▶ [Passage shown]
+++++

Damian Thompson Damian Thompson

Fake news is spreading faster than the virus

We’re caught in a pandemic of counterknowledge

Just over a decade ago, I published one of those books with an annoying subtitle beginning with the word ‘how’. It was called Counterknowledge: How We Surrendered to Conspiracy Theories, Quack Medicine, Bogus Science and Fake History. My targets included Michael Moore, Creationists and homeopaths. I concluded that we couldn’t stop anyone circulating their ‘counter-knowledge’ on the internet, but we could at least hold to account ‘lazy, greedy and politically correct academics’ who had abandoned scientific methodology in favour of postmodernism. Otherwise, I warned pompously, quoting the title of an etching by Goya, ‘the sleep of reason will bring forth monsters’.

Well, this year a monster called Covid-19 appeared in our midst, producing a pandemic of counterknowledge. But reason hasn’t fallen asleep. Something worse has happened. Those of us who believe that we can distinguish between truth and falsehood using the evidence of our senses — the basis of scientific methodology — are finding it horribly difficult to locate the boundary between the two. And the real culprit is something we can neither un-invent nor live without: digital technology.

+++++

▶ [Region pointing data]
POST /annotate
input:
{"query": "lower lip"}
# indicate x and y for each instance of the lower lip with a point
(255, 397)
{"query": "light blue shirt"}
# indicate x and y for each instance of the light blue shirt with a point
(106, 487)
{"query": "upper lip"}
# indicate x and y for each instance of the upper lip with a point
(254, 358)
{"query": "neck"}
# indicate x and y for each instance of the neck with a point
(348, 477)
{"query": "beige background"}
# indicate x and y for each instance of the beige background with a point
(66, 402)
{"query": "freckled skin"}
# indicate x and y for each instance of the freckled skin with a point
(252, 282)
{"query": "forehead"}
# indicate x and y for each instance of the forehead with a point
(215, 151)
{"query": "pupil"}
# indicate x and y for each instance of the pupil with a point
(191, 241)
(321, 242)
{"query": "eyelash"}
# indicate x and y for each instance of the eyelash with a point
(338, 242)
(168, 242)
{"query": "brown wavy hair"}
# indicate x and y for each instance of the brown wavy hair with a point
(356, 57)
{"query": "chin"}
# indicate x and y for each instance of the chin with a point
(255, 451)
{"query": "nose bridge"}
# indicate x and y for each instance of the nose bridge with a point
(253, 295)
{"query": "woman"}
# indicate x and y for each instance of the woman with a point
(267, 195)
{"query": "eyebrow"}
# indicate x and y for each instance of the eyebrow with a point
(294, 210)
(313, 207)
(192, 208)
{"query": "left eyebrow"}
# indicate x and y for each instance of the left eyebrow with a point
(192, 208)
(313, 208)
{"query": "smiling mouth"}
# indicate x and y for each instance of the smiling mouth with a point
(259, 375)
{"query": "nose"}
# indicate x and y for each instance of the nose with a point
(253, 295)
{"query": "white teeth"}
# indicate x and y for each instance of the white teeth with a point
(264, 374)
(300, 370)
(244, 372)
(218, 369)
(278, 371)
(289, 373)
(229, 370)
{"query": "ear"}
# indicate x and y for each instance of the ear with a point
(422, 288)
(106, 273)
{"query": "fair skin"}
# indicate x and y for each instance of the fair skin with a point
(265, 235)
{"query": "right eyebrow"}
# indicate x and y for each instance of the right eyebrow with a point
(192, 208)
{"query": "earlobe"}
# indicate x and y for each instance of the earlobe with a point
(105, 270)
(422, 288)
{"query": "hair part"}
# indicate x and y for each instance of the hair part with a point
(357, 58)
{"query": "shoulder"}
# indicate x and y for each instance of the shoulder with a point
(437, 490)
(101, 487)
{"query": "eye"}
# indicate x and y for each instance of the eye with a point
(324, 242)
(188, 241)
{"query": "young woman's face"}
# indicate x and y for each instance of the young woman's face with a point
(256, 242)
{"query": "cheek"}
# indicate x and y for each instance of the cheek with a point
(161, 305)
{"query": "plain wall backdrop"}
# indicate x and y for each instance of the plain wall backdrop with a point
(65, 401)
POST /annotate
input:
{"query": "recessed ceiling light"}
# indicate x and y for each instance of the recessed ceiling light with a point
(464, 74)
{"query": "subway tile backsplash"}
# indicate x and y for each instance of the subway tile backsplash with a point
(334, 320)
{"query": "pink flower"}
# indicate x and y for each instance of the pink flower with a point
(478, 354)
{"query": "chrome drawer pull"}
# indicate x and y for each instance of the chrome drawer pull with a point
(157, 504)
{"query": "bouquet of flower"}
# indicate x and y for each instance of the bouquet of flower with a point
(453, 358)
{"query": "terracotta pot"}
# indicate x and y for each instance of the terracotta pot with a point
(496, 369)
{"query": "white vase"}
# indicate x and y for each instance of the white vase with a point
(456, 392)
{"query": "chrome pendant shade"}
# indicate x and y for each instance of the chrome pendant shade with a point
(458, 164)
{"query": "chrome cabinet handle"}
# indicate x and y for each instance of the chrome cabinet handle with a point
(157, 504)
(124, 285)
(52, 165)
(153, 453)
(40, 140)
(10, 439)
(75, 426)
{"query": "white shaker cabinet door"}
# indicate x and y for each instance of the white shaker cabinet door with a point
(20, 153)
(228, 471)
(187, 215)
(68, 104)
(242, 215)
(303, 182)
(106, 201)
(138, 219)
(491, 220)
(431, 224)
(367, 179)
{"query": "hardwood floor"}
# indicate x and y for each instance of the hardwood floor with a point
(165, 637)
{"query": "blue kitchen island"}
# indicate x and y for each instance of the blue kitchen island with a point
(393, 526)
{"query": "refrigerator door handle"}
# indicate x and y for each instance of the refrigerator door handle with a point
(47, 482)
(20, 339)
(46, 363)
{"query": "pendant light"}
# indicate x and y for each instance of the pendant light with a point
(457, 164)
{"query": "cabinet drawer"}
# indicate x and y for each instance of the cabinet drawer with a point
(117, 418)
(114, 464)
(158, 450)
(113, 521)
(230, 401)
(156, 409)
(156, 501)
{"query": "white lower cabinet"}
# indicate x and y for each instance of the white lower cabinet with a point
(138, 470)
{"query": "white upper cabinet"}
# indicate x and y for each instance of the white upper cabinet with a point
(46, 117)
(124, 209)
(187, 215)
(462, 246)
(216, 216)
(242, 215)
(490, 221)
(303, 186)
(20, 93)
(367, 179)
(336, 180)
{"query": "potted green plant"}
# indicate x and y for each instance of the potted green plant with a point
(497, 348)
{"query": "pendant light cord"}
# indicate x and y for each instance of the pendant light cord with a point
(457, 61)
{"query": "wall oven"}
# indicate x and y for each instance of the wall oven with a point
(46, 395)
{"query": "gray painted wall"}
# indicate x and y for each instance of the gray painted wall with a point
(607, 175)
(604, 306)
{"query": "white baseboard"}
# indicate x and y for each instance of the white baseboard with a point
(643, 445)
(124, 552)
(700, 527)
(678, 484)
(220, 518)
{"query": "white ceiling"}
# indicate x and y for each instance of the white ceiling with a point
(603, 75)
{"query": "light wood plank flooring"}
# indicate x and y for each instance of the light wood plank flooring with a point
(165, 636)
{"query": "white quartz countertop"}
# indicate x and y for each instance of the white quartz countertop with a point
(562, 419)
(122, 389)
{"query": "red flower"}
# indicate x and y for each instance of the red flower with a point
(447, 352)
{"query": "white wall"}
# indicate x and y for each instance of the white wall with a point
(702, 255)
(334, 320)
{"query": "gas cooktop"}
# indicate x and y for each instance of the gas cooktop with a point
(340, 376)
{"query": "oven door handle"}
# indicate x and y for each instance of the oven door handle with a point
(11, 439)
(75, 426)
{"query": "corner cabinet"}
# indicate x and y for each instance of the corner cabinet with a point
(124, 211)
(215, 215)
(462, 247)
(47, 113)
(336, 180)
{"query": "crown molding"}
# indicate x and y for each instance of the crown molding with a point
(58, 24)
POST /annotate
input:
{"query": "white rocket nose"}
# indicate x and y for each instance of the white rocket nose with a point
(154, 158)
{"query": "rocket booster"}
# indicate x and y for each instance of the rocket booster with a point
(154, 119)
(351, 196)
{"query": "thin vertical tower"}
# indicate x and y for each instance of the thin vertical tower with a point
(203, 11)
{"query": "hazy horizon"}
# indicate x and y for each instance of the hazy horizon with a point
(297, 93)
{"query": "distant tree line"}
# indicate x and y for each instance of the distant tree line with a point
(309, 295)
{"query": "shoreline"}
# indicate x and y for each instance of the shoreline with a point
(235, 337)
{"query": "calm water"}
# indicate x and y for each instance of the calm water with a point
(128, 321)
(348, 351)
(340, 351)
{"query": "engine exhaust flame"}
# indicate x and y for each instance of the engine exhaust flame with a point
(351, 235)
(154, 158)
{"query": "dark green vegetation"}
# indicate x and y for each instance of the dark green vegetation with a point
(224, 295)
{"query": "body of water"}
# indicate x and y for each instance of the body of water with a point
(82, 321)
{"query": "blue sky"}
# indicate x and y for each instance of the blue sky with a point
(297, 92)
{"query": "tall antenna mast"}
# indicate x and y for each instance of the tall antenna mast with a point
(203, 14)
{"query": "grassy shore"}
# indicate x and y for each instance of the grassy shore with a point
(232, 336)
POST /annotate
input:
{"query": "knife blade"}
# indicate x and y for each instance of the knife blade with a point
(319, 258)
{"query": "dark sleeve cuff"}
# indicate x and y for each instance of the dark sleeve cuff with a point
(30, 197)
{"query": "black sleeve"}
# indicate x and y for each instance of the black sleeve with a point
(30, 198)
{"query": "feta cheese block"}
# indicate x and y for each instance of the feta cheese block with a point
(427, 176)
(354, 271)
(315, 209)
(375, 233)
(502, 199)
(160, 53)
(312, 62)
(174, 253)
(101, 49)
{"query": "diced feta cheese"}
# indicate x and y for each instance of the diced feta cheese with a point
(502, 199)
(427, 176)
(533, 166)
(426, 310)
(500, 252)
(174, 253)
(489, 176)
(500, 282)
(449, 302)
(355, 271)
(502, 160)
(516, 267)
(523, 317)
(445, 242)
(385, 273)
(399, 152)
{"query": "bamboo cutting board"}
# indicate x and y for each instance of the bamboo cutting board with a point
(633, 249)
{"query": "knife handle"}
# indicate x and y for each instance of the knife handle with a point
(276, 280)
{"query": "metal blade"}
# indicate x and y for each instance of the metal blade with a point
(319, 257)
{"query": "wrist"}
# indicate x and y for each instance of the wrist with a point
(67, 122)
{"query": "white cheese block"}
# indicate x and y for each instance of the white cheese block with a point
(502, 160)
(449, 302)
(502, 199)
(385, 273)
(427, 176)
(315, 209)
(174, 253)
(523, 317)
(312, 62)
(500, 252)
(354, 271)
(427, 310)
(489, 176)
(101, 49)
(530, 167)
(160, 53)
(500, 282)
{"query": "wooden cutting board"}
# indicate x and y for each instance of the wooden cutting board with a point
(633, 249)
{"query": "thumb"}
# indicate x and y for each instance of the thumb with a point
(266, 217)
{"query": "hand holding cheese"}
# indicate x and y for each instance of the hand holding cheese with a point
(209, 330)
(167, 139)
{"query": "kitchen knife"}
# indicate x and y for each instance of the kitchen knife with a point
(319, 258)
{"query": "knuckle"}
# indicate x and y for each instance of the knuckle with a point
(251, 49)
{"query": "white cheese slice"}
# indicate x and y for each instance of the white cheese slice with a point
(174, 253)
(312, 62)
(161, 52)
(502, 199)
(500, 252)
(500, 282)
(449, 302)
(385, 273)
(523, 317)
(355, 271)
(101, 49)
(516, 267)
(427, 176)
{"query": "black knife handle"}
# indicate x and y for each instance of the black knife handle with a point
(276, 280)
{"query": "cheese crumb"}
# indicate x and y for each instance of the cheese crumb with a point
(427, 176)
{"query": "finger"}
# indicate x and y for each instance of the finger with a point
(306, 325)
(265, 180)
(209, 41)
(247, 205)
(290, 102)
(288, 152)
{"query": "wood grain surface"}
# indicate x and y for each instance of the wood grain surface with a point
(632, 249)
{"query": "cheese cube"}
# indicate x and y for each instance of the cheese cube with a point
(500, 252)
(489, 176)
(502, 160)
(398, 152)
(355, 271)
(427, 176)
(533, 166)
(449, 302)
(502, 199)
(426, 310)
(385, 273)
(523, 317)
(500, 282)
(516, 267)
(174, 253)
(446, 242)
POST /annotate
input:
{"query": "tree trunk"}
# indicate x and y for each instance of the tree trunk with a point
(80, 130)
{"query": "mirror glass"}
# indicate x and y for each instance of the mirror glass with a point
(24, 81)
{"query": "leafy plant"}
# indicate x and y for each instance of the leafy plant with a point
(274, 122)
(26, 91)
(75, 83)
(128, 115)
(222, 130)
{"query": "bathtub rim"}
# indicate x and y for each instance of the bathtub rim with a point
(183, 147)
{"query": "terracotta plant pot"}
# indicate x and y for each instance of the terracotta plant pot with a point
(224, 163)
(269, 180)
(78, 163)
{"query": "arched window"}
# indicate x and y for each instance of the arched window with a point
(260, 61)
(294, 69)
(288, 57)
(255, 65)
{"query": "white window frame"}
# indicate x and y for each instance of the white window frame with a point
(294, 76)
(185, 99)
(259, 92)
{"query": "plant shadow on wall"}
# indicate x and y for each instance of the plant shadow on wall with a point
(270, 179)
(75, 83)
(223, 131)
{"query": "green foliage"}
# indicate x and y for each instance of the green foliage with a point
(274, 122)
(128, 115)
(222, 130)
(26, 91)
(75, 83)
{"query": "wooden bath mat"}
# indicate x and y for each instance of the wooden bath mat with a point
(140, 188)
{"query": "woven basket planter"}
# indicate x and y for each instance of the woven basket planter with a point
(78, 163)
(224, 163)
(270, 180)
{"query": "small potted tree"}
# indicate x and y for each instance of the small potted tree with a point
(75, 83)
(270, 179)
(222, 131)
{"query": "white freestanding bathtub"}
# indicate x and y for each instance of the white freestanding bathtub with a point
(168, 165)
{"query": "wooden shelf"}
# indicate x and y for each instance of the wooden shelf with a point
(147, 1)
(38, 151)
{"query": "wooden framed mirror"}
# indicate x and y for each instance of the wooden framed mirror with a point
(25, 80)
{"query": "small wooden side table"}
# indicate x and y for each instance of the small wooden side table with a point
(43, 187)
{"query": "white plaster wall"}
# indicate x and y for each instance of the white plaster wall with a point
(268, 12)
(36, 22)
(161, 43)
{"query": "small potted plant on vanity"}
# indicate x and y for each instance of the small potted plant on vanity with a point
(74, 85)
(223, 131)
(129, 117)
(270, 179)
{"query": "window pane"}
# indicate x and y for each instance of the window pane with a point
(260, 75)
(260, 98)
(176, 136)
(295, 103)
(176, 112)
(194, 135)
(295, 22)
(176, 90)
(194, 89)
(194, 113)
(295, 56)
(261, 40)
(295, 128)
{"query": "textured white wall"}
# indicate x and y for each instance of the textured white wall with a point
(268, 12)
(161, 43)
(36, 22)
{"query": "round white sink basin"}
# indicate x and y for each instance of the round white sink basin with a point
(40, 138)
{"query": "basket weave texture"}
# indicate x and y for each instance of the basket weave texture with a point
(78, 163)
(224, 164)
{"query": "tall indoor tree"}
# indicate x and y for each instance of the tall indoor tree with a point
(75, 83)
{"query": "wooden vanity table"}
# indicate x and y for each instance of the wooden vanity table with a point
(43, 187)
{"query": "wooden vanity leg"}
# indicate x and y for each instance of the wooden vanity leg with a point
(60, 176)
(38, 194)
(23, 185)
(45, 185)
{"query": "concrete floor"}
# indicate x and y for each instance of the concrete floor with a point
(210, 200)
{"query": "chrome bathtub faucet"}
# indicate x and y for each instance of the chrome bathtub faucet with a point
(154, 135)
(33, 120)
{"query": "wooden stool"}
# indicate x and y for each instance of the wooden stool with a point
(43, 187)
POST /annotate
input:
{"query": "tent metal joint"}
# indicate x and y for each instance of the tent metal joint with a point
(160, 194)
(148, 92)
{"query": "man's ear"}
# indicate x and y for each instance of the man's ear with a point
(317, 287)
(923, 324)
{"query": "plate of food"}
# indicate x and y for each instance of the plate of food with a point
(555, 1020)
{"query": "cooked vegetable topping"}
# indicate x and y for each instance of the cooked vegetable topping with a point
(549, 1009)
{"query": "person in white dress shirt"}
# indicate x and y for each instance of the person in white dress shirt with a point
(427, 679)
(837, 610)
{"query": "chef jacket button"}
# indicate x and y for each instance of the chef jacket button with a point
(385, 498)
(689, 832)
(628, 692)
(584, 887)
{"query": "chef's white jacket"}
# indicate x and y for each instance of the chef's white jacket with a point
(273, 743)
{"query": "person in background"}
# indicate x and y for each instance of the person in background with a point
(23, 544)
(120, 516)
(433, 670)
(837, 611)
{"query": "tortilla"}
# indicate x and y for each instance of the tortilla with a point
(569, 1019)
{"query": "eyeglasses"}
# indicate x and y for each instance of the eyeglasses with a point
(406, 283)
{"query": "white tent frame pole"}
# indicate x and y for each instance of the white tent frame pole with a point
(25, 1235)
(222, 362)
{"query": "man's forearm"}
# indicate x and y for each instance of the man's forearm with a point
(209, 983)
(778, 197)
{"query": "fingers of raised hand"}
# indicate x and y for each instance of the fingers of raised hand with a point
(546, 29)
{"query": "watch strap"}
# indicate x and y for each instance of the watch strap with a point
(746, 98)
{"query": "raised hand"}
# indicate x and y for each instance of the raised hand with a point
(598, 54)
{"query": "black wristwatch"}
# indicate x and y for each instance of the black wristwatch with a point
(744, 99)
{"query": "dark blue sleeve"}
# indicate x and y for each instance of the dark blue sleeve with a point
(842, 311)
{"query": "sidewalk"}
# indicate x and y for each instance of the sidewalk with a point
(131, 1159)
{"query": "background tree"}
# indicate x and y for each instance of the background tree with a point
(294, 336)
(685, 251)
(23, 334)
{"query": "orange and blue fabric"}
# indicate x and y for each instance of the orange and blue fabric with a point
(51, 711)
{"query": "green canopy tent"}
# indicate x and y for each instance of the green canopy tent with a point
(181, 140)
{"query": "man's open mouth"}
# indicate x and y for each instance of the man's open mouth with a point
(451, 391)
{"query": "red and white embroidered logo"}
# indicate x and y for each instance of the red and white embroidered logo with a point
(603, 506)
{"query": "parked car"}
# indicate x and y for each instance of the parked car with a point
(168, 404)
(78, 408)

+++++

In the fake news article, what does the writer name as the real culprit behind the difficulty of telling truth from falsehood?

Digital technology